- [Your instructions]: Leave the pictures out and print every record below exactly as it stands.

-*-*-

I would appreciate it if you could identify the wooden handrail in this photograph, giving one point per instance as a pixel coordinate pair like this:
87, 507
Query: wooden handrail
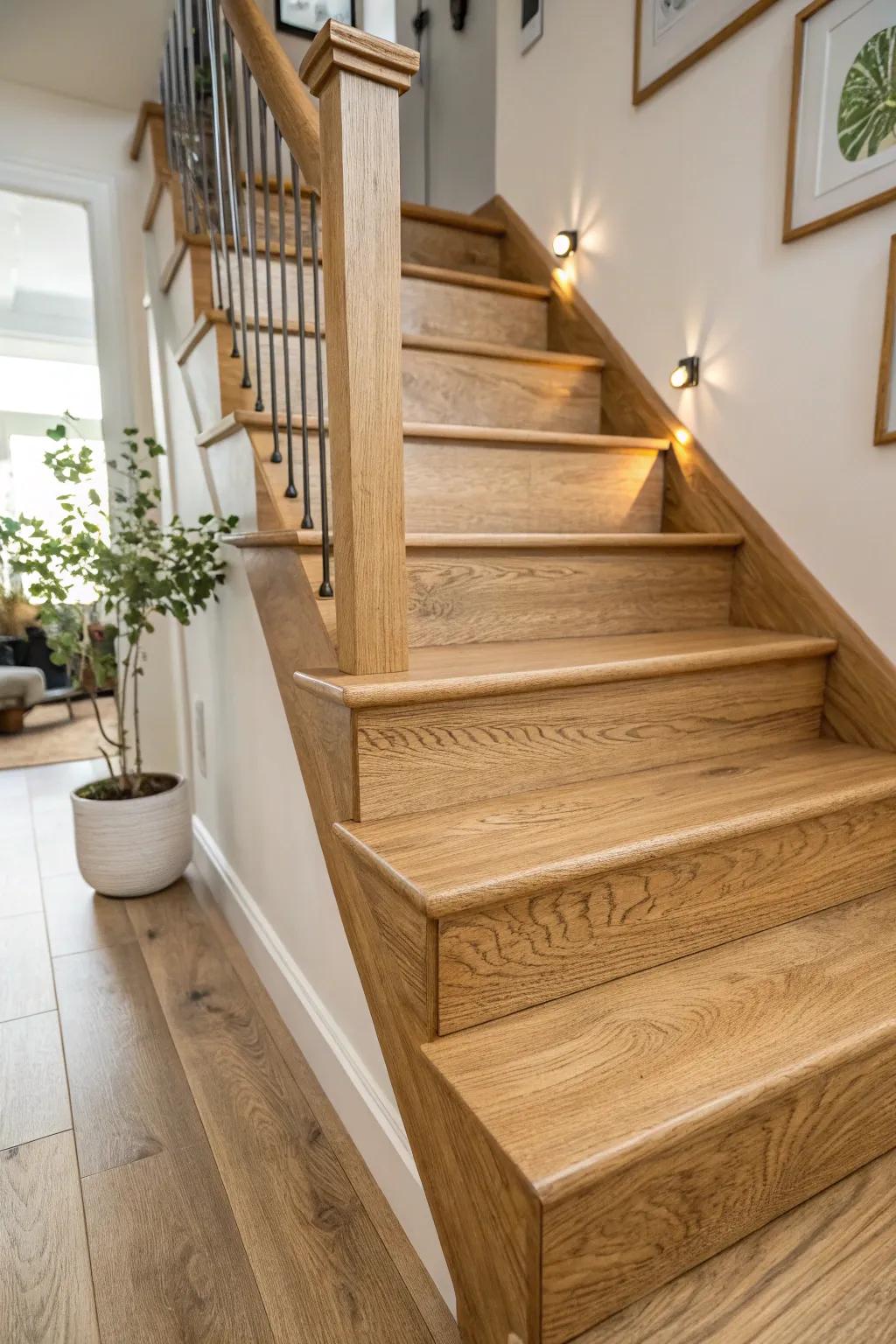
290, 105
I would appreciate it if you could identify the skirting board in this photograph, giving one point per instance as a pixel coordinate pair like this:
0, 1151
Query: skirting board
368, 1115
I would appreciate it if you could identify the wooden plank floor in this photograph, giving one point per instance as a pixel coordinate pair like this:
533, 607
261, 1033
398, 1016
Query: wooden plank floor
170, 1168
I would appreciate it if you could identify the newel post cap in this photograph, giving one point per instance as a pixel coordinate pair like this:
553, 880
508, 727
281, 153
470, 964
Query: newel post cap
341, 47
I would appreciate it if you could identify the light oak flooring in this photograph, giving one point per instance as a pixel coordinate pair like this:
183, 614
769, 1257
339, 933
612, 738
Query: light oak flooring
170, 1167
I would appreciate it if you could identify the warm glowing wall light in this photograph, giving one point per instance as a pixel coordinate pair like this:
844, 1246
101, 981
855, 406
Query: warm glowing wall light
687, 373
566, 242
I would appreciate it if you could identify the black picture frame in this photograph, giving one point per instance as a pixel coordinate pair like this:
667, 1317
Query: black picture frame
294, 30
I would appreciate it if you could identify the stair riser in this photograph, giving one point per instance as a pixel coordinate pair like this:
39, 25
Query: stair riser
499, 489
682, 1203
499, 745
469, 597
524, 952
429, 308
441, 388
422, 241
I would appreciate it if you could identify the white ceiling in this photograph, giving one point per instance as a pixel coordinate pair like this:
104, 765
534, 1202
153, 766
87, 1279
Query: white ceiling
46, 285
103, 52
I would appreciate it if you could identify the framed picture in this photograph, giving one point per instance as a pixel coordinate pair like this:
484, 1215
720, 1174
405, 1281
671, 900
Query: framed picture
306, 18
843, 116
886, 413
531, 23
672, 35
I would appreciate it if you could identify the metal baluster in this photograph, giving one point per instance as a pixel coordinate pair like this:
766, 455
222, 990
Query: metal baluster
203, 156
288, 393
180, 84
326, 588
211, 19
303, 374
191, 107
251, 228
262, 152
231, 138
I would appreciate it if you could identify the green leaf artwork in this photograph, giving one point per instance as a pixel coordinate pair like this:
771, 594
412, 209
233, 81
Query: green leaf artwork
866, 116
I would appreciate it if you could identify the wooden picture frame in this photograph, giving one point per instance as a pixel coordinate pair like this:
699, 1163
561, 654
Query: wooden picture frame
794, 230
298, 30
641, 94
884, 426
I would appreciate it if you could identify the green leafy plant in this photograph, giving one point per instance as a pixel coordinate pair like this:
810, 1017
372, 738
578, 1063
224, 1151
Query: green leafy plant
140, 570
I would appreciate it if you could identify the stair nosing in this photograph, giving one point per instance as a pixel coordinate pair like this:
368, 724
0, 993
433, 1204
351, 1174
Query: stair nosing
549, 874
386, 694
481, 434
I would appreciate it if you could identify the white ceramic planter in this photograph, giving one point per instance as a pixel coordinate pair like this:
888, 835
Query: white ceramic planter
136, 845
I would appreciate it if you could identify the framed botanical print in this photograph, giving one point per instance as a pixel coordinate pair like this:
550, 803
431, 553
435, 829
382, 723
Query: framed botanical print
306, 18
672, 35
886, 411
843, 118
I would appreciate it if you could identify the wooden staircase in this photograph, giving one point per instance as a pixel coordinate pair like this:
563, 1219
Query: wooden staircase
615, 860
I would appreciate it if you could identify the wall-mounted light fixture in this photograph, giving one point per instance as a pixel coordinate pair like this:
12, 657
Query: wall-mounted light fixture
566, 242
687, 373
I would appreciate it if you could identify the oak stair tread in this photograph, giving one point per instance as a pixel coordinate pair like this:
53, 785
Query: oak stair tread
414, 340
465, 858
451, 433
522, 541
590, 1085
448, 672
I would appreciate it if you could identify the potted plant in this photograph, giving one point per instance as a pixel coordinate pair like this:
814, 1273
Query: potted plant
132, 827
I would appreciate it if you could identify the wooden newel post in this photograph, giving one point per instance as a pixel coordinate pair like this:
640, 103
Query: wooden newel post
358, 80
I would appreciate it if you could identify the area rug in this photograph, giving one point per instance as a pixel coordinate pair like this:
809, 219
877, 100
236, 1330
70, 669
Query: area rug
50, 737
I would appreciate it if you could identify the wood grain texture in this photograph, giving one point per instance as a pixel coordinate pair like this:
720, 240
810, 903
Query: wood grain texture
492, 746
771, 586
452, 672
34, 1097
320, 1268
361, 281
25, 978
130, 1096
468, 857
46, 1292
763, 1086
822, 1271
167, 1260
517, 953
468, 596
434, 243
290, 105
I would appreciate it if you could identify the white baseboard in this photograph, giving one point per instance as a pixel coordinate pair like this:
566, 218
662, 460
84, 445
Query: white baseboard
367, 1112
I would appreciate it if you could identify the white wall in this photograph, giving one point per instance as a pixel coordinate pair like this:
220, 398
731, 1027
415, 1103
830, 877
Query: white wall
461, 72
680, 206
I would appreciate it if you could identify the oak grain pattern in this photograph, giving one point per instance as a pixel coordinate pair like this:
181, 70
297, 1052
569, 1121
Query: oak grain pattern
34, 1097
821, 1271
46, 1291
520, 953
80, 920
25, 977
466, 857
321, 1269
168, 1264
732, 1085
485, 747
130, 1096
466, 597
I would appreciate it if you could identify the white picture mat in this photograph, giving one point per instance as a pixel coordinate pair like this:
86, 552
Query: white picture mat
667, 40
823, 182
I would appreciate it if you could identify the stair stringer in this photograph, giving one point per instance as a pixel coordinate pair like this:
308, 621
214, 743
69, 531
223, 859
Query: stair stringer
486, 1219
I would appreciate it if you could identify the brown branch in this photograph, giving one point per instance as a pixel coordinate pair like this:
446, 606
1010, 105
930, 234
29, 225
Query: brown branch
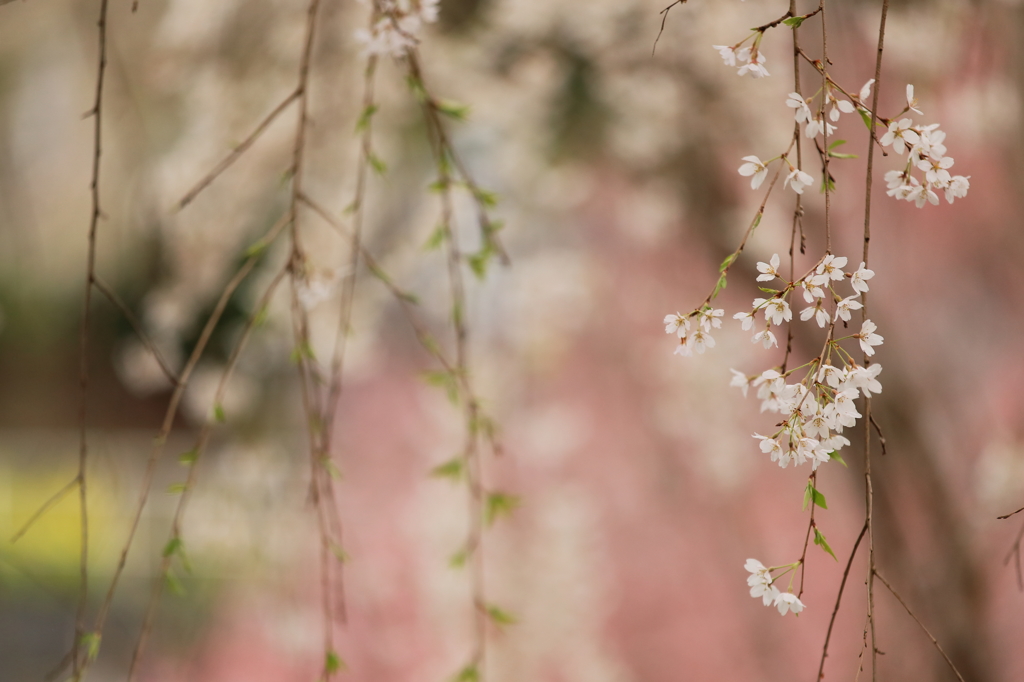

-*-*-

- [Worked solution]:
I would appreciate it if you could identify the wooden handrail in this photograph, giving one point per instance as a pixel coordinate pair like this:
87, 507
Query: wooden handrail
290, 105
I would appreciate it if you could identify the skirting board in this photograph, giving one point per instance as a pixel coordinate pair like this:
0, 1151
Query: skirting board
368, 1115
I would appreciate it if you could identify the wooden plank floor in this photograph, giving one point per instance as a pixel coordinate pair like this:
533, 607
261, 1033
398, 1016
Query: wooden plank floor
170, 1168
I would appreciate it if you could identify the newel post cap in this photograph, giving one point per instance as a pixel coordinate pair like this:
553, 880
508, 727
281, 153
470, 964
Query: newel post cap
341, 47
I would appreciate it if you could identify the light oak flooring in this photograph, giving one point per instance as a pixel coordinate pair like this:
183, 614
769, 1257
339, 933
612, 738
Query: light oak flooring
170, 1167
I would appreciate it if you could identify the warm glowing wall light in this photograph, giving one point per instance as a pixel coordinate pair like this:
844, 1246
101, 981
855, 406
Query: warm glowing wall light
687, 373
566, 242
I would appreciate it if you could identify the black picture frame in this photograph, giving one point per instance as a pixel coordinate pair like this:
667, 1317
Query: black picture frame
294, 30
I would appreciate it if you could identify the stair riser in this photograph, giving one point per instance as a pixel coordinate pair like this:
39, 25
Query: stair riser
499, 489
682, 1203
499, 745
469, 597
524, 952
429, 308
441, 388
422, 241
I would appreciate it if you could identify the white ceiling in this photograph, giving one point per instance as a pixel coordinate pair like this:
104, 765
534, 1202
153, 766
87, 1279
Query: white ceiling
46, 285
103, 52
I would appreciate it if you could identify the framed picture in this photograph, giving one point per instance as a pixel coordinate pair like this:
484, 1215
720, 1174
405, 1281
671, 900
Query: framed picture
306, 18
843, 116
886, 413
531, 23
672, 35
I would appreciate it if you could identify the metal baluster in this photograph, giving one point per instance as a pixel coordinate pair like this:
766, 455
222, 990
Query: metal baluster
203, 156
288, 393
180, 84
326, 588
211, 19
303, 374
191, 107
251, 228
262, 152
231, 138
I would appreciate it if you could identify the green leaf artwork in this photograph, giving one point per instance as a pixel coordinate pair like this:
771, 594
412, 209
233, 81
Query: green leaf artwork
866, 116
I would appreciate it if you could identify the wooden picture frame in this photograph, giving one point per instance as a pixel coordinate pair like this:
699, 1163
561, 654
Query: wooden picture frame
794, 230
298, 30
641, 94
884, 426
I would appreciate it if you could identify the green leafy plant in this photograph, giving one point per instance as a pixel coordinate pair like this:
810, 1017
372, 738
578, 1063
224, 1151
Query: green leafy plant
140, 570
I would appreciate it if you could identify the stair nosing in this photograph, giving one point per instance as a pixel coordinate pair like this:
368, 724
0, 993
433, 1204
351, 1174
Query: stair nosing
549, 874
386, 694
481, 434
I would appreciate it if you could identify the white ceramic planter in this photograph, giving one point per instance as a pixel coordinate pair like this:
888, 835
Query: white ceramic planter
136, 845
I would appreciate it if you could identify the framed botanical print in this photograph, giving one point per instance as a pixel coordinate pair like this:
550, 803
431, 553
435, 829
382, 723
Query: framed botanical print
306, 18
672, 35
886, 411
843, 118
I would appreciate it if you could identify the wooden staircase in this photograph, giving one point per instance as a pixel coordinate pair like this:
563, 1219
Query: wooden staircase
615, 860
I would appreciate it if you could identify the wall-mounted light fixture in this photograph, giving one point per instance as a pixel coordinate pair like this:
12, 657
Query: wall-mounted light fixture
566, 242
687, 373
I would appreciate it if you could identify the oak stair tread in this photograph, giving one point per instance as a pixel coordinate pair like this:
53, 785
Query: oak stair tread
414, 340
465, 858
451, 433
522, 541
590, 1085
448, 672
I would appreciate it if you could identify the potted plant in this photograph, giving one point per instance as a pixel coordinate pair like this:
814, 1273
Query: potted plant
132, 827
I would appreciate it if you could identify the wooden newel post in this photograph, giving one point per instance as a pixel coordinate pair like this:
640, 103
Query: wooden newel post
358, 80
I would appreciate it if you could identify the area rug in this photograph, giving one point per instance as a pixel coordinate pair like this:
809, 219
877, 100
236, 1330
70, 669
Query: area rug
50, 737
I would appreciate it if you could identify the wood grain texture in this photograph, giving one point per instance as a pixel coordinate pair like this:
720, 240
810, 903
Query: wood grain texture
492, 746
771, 586
452, 672
34, 1097
320, 1268
361, 281
25, 978
130, 1096
468, 857
46, 1292
763, 1086
822, 1271
167, 1260
517, 953
468, 596
434, 243
290, 105
I would appreciate it if you could identify the white baseboard in this photograph, giving one point per instance as a pixel coordinate pair like this:
566, 218
662, 460
84, 445
Query: white baseboard
367, 1112
I would appreciate it if you could identify the white wall in this photograph, giving one point per instance as a pixel coordinate pair like this:
220, 398
731, 1027
415, 1103
830, 877
Query: white wall
461, 72
680, 206
I would appreciate it if you could identify the oak grain pattern in this photograph, giving one point per instance as a pixel coordinate pair like this:
181, 70
297, 1052
569, 1121
Query: oak grain pattern
34, 1097
821, 1271
46, 1291
520, 953
80, 920
25, 977
466, 857
321, 1269
168, 1264
732, 1085
485, 747
130, 1096
466, 597
I would appreciate it if you could identify the white picture mat in this photograph, giving one point per instance as a pixel coordinate pair like this:
86, 552
Query: white picture mat
667, 40
823, 182
I would appreciate it if you could identify the stair stringer in this photograph, giving one point per instance as a pixel coordinate pair like this:
308, 621
214, 743
69, 531
223, 859
Query: stair stringer
486, 1219
I would appreciate it if you could identify the brown branch in this photograph, giving one point per instance as a pixel coordinate pair like this:
446, 606
1010, 105
930, 234
29, 225
Query: brown branch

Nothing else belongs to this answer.